Exercise details » Would you output each record exactly as it stands?
==== The input
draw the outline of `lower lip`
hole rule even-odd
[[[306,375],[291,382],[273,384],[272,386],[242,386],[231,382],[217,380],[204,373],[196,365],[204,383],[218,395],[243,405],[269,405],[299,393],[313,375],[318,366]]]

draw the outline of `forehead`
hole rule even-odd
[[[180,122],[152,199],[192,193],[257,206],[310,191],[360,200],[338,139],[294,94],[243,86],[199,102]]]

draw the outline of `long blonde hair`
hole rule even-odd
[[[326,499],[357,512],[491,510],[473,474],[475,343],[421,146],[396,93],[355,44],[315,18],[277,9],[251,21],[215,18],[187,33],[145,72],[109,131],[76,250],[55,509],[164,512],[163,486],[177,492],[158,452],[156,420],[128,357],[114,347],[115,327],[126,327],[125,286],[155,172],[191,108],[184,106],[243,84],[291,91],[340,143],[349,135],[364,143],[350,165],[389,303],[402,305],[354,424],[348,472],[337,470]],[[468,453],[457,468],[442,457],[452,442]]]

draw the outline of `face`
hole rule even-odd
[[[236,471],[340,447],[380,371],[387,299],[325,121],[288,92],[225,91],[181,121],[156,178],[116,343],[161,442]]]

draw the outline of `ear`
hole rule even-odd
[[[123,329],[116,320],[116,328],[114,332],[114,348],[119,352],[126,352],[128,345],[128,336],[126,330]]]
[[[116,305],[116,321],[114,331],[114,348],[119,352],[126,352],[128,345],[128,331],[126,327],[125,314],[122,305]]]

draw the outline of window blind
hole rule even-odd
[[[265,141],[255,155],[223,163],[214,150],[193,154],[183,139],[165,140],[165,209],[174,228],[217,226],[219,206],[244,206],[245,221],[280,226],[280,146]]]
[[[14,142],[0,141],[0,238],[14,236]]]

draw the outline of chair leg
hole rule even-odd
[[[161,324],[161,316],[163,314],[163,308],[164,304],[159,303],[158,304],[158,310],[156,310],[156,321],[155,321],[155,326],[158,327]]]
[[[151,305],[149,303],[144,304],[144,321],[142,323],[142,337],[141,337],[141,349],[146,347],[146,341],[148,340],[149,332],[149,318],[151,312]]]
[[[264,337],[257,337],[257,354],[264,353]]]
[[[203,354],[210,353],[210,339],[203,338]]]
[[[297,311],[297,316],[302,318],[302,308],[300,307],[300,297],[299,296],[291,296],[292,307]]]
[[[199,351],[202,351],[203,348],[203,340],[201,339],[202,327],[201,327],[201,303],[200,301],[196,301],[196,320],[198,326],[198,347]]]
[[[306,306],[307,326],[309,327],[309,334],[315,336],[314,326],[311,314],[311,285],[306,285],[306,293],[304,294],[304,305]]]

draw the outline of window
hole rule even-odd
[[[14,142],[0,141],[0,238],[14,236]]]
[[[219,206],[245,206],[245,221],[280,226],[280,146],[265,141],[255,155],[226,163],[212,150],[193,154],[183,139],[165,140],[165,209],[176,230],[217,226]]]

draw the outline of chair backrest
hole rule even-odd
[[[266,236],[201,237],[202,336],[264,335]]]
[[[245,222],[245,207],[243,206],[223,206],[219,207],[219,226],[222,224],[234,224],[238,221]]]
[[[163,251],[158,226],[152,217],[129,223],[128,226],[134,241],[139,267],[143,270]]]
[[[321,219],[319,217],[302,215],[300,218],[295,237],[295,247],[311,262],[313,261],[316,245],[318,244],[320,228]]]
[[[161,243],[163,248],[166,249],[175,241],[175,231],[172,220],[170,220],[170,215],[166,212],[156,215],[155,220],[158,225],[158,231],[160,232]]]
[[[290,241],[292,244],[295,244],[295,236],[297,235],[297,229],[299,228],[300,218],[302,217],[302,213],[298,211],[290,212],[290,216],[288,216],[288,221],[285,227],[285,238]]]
========
Output for this task »
draw the outline of `lower lip`
hole rule even-odd
[[[306,375],[291,382],[273,384],[272,386],[242,386],[231,382],[217,380],[204,373],[196,365],[204,383],[218,395],[243,405],[269,405],[299,393],[313,375],[318,366]]]

draw the outline of `forehead`
hole rule even-odd
[[[180,122],[152,199],[192,193],[257,206],[310,191],[360,200],[338,139],[294,94],[243,86],[199,102]]]

draw the outline of `long blonde hair`
hole rule even-odd
[[[326,499],[357,512],[491,510],[473,474],[475,343],[421,146],[396,93],[355,44],[315,18],[277,9],[251,21],[215,18],[187,33],[145,72],[109,131],[76,250],[55,509],[164,512],[163,486],[177,492],[158,452],[156,420],[128,357],[114,347],[115,327],[126,327],[125,286],[155,172],[191,108],[184,106],[243,84],[291,91],[340,143],[349,135],[364,143],[350,165],[389,303],[402,305],[354,424],[348,472],[337,470]],[[468,453],[457,468],[442,457],[452,442]]]

draw the outline of `face`
hole rule even-odd
[[[236,471],[340,447],[380,371],[387,299],[325,121],[288,92],[225,91],[181,121],[156,178],[116,343],[161,442]]]

draw the outline of `ear`
hole rule even-odd
[[[123,329],[116,320],[116,328],[114,332],[114,348],[119,352],[126,352],[128,345],[128,336],[126,330]]]
[[[116,305],[116,321],[114,331],[114,348],[119,352],[126,352],[128,345],[128,331],[126,327],[125,314],[122,305]]]

draw the outline of window blind
hole rule even-odd
[[[265,141],[255,155],[223,163],[214,150],[193,154],[183,139],[165,140],[165,209],[174,228],[217,226],[219,206],[244,206],[245,221],[280,226],[280,146]]]
[[[14,142],[0,141],[0,238],[14,236]]]

draw the outline of chair leg
hole rule even-odd
[[[161,324],[161,316],[163,314],[163,308],[164,304],[159,303],[158,304],[158,310],[156,310],[156,321],[155,321],[155,326],[158,327]]]
[[[151,305],[149,303],[144,304],[144,321],[142,323],[142,337],[141,337],[141,349],[146,347],[146,341],[148,340],[149,332],[149,318],[151,312]]]
[[[264,337],[257,337],[257,354],[264,353]]]
[[[203,354],[210,353],[210,339],[203,338]]]
[[[297,311],[297,316],[302,318],[302,308],[300,307],[300,297],[299,296],[291,296],[292,307]]]
[[[199,351],[202,351],[203,348],[203,340],[201,339],[202,327],[201,327],[201,303],[200,301],[196,301],[196,320],[198,326],[198,347]]]
[[[306,306],[307,326],[309,327],[309,334],[315,336],[314,326],[311,314],[311,285],[306,285],[306,293],[304,294],[304,305]]]

draw the outline of window
hole rule even-odd
[[[14,142],[0,141],[0,238],[14,236]]]
[[[219,206],[245,206],[245,221],[280,226],[280,146],[265,141],[255,155],[226,163],[212,150],[193,154],[183,139],[165,140],[165,209],[176,230],[217,226]]]

draw the outline of chair backrest
hole rule even-odd
[[[266,236],[201,237],[202,336],[264,335]]]
[[[245,222],[245,207],[243,206],[223,206],[219,207],[219,226],[222,224],[234,224],[238,221]]]
[[[163,251],[158,226],[152,217],[129,223],[128,226],[134,241],[139,267],[143,270]]]
[[[321,219],[319,217],[302,215],[300,218],[295,237],[295,247],[311,262],[313,261],[316,245],[318,244],[320,228]]]
[[[161,243],[163,248],[166,249],[175,241],[175,231],[172,220],[170,220],[170,215],[166,212],[156,215],[155,220],[158,225],[158,231],[160,232]]]
[[[290,241],[292,244],[295,244],[295,236],[297,235],[297,229],[299,228],[300,218],[302,217],[302,213],[298,211],[290,212],[290,216],[288,216],[288,221],[285,227],[285,238]]]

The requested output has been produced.